TAREA 1 » Copia tal cual el pasaje del texto sobre Manuel Acuña que va desde "Sería deseable que" hasta "periodista Enrique Chavarri.".
TAREA 2 » Según el texto sobre Manuel Acuña, ¿quién escribió la reseña aniquiladora de la obra El pasado cuando se repuso?
TAREA 3 » Prolonga el texto sobre Manuel Acuña a partir de su última oración.

TEXTO DE LECTURA »
• • • •

La conversación me llevó a revisar la visión de Manuel Acuña y de Rosario de la Peña y Llerena, escritora ella misma, quien fue musa de buena parte de los poetas mexicanos del Romanticismo, comenzando por El Nigromante.

Se le conoce como Rosario la de Acuña por la celebridad del poeta coahuilense, cuya obra es corta en relación con su fama. Esta tiene como premisa muy principal el hecho de su suicidio, llevado a cabo entre el 5 y el 6 de diciembre de 1873 en el cuarto 13 del llamado patio de los naranjos en lo que entonces era la Escuela de Medicina, ubicada como se sabe en el ex palacio de la Inquisición, comentado cuidadosa y documentadamente por el autor de un ensayo novelado y biográfico del poeta y lingüista Marco Antonio Campos. En su libro Las ciudades de los desdichados dedica un amplio capítulo a Acuña.

Sería deseable que lo retomara abundando sobre ciertas cuestiones que pudieron tener que ver muy directamente con la decisión definitiva que Acuña tomó, antecedida tanto por decires suyos, como por ciertos hechos, como una crítica aniquiladora a su obra de teatro titulada El pasado, alabada y hasta laureada en el Teatro Principal cuando se estrenó y luego, al ser repuesta un año después, objeto de una reseña aniquiladora del periodista Enrique Chavarri.

En criterio del siglo XXI, dice Marco Antonio Campos, la pieza tiene valor nulo, así que podemos interpretar que Acuña no era muy objetivo, pues también era manifiesto que la receptora de su Nocturno no lo amaba, cosa que le declaró abiertamente, entre otras razones de atracción momentánea por otro poeta, porque aún guardaba luto por quien se dice fue el amor de su vida, Manuel Eduardo Gorostiza, quien murió románticamente de una estocada a raíz de un duelo.

A la renuencia amorosa de Rosario se sumaba la muerte ya no muy reciente del padre de Acuña, quien recibió homenaje fúnebre a través de un soneto que contiene los siguientes versículos: “Padre… Mi alma estremecida te manda su cantar y sus adioses…”, en otro decir le confesó: tú eres el dios (sic, sin mayúscula) que amo.

Acuña también dedicó el que quizá sea el mejor de sus sonetos A un cadáver, inspirado en el difunto joven que contempló tendido en una mesa de disección en la Escuela de Medicina, en tanto que comunicaba a un amigo suyo, abogado en Saltillo, que sufría mucho el pobrecito… es decir, él mismo, quien con todo y el sufrimiento además había embarazado a otra poeta, Laura Méndez, con quien procreó un hijo que murió a los tres meses de nacido.

• • • •

DATOS ENUMERADOS »
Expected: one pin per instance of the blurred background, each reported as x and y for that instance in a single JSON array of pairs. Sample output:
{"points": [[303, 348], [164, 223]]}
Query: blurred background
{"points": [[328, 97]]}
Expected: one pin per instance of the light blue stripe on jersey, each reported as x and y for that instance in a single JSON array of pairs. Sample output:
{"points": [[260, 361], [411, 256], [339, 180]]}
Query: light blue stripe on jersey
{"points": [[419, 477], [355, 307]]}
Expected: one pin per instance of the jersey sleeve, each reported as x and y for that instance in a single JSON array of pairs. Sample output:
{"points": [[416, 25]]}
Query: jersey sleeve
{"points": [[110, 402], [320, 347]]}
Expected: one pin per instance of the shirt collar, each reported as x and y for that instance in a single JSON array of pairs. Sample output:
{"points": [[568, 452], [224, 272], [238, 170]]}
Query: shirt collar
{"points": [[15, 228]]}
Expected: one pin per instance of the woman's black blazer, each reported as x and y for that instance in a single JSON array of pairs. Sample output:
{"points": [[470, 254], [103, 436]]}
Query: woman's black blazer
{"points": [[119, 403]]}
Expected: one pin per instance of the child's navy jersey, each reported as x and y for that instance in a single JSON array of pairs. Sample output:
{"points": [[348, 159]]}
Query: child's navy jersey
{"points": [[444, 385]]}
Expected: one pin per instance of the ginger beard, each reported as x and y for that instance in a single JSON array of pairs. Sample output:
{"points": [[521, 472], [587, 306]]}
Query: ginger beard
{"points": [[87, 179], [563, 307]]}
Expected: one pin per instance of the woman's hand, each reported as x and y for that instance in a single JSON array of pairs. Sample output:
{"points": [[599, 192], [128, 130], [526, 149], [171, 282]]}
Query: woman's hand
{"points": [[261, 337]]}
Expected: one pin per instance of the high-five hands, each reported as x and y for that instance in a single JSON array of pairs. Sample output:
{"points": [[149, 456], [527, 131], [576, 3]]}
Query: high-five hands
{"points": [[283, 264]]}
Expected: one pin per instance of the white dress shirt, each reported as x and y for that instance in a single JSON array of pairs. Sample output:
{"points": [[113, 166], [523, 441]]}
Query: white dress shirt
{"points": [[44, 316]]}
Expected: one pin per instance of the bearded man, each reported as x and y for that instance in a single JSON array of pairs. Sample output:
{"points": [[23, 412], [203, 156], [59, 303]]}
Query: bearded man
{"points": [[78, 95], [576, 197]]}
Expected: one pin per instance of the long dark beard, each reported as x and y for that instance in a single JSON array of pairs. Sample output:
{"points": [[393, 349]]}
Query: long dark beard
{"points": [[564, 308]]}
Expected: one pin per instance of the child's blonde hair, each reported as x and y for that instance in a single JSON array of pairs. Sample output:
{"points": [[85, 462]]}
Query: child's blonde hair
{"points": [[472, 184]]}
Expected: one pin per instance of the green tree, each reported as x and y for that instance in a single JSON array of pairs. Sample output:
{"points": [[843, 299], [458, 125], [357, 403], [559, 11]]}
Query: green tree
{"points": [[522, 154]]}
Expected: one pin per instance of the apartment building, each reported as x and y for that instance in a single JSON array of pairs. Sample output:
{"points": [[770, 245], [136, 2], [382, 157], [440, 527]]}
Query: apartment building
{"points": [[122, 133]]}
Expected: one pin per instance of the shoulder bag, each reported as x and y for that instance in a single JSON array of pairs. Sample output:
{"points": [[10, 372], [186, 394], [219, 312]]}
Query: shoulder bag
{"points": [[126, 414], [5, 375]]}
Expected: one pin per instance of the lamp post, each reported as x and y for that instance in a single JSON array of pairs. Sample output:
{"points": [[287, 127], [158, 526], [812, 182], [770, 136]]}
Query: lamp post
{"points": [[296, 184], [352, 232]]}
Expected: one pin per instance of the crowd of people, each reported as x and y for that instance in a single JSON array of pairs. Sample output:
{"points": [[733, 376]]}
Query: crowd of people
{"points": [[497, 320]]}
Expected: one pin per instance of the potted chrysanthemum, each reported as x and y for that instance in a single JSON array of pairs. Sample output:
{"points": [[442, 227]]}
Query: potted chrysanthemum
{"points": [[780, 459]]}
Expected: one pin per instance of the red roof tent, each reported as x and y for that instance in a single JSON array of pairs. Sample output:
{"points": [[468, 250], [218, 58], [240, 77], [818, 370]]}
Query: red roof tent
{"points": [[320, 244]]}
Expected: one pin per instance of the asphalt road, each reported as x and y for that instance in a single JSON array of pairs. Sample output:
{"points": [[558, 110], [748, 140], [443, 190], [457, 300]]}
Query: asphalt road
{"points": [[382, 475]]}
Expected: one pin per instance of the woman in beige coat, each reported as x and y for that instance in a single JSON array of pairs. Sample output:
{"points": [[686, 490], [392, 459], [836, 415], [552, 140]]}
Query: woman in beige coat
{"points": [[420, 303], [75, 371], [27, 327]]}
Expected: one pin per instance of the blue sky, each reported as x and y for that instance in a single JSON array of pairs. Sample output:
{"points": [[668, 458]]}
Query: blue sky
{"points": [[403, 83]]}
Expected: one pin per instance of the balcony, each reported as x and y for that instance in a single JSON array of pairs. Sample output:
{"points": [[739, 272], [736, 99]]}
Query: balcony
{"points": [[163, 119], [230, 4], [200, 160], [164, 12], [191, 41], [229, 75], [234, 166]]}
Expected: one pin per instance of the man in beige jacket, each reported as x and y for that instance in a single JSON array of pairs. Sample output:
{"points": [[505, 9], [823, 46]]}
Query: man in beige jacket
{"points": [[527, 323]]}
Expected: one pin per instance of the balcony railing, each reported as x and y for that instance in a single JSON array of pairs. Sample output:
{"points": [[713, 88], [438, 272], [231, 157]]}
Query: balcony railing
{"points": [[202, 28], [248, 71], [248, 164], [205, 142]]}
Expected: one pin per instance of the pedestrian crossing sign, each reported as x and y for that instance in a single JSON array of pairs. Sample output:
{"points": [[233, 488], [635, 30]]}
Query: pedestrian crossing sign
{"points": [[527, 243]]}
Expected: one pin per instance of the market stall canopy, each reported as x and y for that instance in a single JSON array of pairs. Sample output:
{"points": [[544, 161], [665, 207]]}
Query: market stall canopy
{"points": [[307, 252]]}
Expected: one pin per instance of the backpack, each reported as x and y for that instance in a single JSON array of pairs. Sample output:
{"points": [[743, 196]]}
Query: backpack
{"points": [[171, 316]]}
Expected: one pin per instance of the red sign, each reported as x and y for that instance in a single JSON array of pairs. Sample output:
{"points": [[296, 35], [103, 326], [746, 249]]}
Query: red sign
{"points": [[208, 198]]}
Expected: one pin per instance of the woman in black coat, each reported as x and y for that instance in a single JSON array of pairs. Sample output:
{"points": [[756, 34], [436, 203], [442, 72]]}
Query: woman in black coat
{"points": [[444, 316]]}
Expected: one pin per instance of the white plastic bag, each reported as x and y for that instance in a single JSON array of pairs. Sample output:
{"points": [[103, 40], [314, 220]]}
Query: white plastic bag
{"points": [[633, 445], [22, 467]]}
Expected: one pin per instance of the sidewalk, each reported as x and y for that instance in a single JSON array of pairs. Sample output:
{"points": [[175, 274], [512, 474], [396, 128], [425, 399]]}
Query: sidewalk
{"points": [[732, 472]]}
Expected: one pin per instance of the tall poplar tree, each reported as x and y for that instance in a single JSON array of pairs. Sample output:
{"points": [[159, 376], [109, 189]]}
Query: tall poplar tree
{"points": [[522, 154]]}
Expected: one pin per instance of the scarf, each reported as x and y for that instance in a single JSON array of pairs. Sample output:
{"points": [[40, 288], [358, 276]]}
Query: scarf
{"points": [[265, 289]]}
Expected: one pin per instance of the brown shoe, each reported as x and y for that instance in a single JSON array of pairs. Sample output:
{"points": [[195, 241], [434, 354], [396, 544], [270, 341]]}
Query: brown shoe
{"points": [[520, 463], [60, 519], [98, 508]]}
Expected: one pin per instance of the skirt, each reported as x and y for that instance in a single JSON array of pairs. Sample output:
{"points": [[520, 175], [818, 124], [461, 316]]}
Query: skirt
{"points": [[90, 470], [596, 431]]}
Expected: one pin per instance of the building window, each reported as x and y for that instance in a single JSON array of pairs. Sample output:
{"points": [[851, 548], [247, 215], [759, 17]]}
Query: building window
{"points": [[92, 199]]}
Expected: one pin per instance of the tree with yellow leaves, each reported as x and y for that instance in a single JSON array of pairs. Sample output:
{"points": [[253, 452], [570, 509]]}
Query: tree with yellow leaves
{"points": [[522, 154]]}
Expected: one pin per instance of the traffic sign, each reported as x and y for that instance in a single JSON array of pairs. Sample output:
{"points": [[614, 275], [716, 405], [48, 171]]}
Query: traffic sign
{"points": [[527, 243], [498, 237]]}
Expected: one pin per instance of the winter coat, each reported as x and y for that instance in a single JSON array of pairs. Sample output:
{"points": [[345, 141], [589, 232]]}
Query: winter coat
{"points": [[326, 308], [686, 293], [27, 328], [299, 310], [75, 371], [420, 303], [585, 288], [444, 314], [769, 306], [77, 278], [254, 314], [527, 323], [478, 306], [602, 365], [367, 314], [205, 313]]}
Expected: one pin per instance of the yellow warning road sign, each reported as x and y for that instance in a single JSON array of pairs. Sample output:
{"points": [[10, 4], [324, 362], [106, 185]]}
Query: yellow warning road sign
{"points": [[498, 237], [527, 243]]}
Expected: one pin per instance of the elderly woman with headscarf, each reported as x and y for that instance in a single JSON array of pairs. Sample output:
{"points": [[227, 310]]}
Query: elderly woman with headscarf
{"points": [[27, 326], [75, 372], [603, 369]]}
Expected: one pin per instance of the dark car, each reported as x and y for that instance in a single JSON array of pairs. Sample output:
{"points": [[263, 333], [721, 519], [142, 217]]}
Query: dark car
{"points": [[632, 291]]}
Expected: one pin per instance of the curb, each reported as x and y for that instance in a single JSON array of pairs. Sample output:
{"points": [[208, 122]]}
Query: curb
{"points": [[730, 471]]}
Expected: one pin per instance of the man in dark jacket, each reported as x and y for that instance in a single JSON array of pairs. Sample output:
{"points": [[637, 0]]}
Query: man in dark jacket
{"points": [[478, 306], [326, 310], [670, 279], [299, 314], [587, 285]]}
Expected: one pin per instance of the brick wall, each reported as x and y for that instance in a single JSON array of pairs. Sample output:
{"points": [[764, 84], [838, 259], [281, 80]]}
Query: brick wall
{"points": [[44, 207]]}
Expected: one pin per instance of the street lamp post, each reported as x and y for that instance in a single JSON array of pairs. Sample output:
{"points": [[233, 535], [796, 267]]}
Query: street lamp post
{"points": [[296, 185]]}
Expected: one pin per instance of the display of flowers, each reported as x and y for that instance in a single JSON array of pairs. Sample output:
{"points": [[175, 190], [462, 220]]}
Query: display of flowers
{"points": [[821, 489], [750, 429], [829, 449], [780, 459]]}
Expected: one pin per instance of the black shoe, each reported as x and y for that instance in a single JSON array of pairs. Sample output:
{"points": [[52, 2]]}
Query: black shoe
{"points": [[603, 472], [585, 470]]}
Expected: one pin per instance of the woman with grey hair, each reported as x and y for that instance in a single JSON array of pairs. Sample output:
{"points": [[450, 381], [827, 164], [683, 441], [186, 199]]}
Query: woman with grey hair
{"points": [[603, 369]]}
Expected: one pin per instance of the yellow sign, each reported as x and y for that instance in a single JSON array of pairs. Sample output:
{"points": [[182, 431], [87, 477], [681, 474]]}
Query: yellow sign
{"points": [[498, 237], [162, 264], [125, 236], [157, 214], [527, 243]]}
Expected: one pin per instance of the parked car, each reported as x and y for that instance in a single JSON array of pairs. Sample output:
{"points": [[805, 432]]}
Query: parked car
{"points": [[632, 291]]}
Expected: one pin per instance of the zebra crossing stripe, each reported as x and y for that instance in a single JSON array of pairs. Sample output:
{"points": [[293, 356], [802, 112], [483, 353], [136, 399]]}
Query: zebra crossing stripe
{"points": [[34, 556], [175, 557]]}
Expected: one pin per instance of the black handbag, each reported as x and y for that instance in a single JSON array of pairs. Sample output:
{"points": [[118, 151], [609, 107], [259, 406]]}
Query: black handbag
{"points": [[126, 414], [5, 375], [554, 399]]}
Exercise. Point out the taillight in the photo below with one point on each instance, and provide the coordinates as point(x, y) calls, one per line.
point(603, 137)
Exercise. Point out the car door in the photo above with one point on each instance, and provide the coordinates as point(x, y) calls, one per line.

• • • •

RESPUESTA DEL EJERCICIO 1 »
Sería deseable que lo retomara abundando sobre ciertas cuestiones que pudieron tener que ver muy directamente con la decisión definitiva que Acuña tomó, antecedida tanto por decires suyos, como por ciertos hechos, como una crítica aniquiladora a su obra de teatro titulada El pasado, alabada y hasta laureada en el Teatro Principal cuando se estrenó y luego, al ser repuesta un año después, objeto de una reseña aniquiladora del periodista Enrique Chavarri.

RESPUESTA DEL EJERCICIO 2 » El periodista Enrique Chavarri.

RESPUESTA DEL EJERCICIO 3 »
Acuña sí le dio el nombre, pero parece que ni siquiera llegó a verlo en razón, entre otras, de que murió antes que el bebé y además debe haber estado muy ocupado no sólo escribiendo sus últimos renglones y las cartas de aviso indispensables acerca de su suicidio, que cuidadosamente ornó con una cintilla negra.

El nocturno que empezó a circular, a llamar la atención y a memorizarse tres meses antes del suicidio de Acuña, es famoso porque según los especialistas es un sortilegio rítmico y eso lo hace sensiblemente aprehensible, pero su fama en todo caso adquiere dimensiones apoteóticas debido a que Acuña calculó perfectamente y hasta de sobra la dosis de cianuro necesaria para acabar de una vez por todas son su flojera existencial, al parecer, creo yo, no le gustaron ni solió practicar mucho los actos físicos de la medicina, como ascultar, curar heridas, adentrarse en las vísceras, atender partos, primeros auxilios, efectuar traslados, transfusiones o purgas, cuestiones menos especulativas que meditar sobre la caducidad y las transformaciones de la materia, algo sin duda filosóficamente importante.

Fue parco en la nota que dejó explicando que a nadie debía culparse de su muerte, pero tal vez pese a las obvias declaraciones de Rosario, quien dejó explicitado que no lo amaba (pero lo respetaba como poeta y recibía sus visitas) Acuña, pródigo en cuanto a dedicar poemas, escribió el Nocturno como medida precautoria para dejar imagen romántica que semiexplicara precisamente a su madre, a quien veneraba, su decisión postrera.